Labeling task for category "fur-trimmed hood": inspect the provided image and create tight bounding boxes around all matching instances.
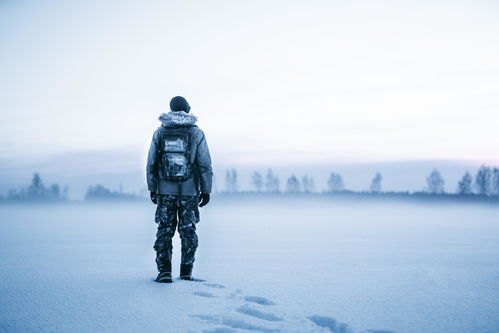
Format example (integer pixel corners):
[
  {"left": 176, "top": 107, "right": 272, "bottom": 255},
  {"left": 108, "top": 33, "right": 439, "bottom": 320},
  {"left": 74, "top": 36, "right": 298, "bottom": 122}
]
[{"left": 159, "top": 111, "right": 197, "bottom": 127}]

[Problem to work on]
Please print out the entries above exactly. The pictures stay out.

[Response]
Labeling task for category "fur-trimmed hood": inspect the provided image and create tight bounding boxes around all matching instances.
Format example (integer pixel corners):
[
  {"left": 176, "top": 107, "right": 272, "bottom": 255},
  {"left": 108, "top": 33, "right": 439, "bottom": 320},
  {"left": 74, "top": 36, "right": 298, "bottom": 122}
]
[{"left": 159, "top": 111, "right": 197, "bottom": 127}]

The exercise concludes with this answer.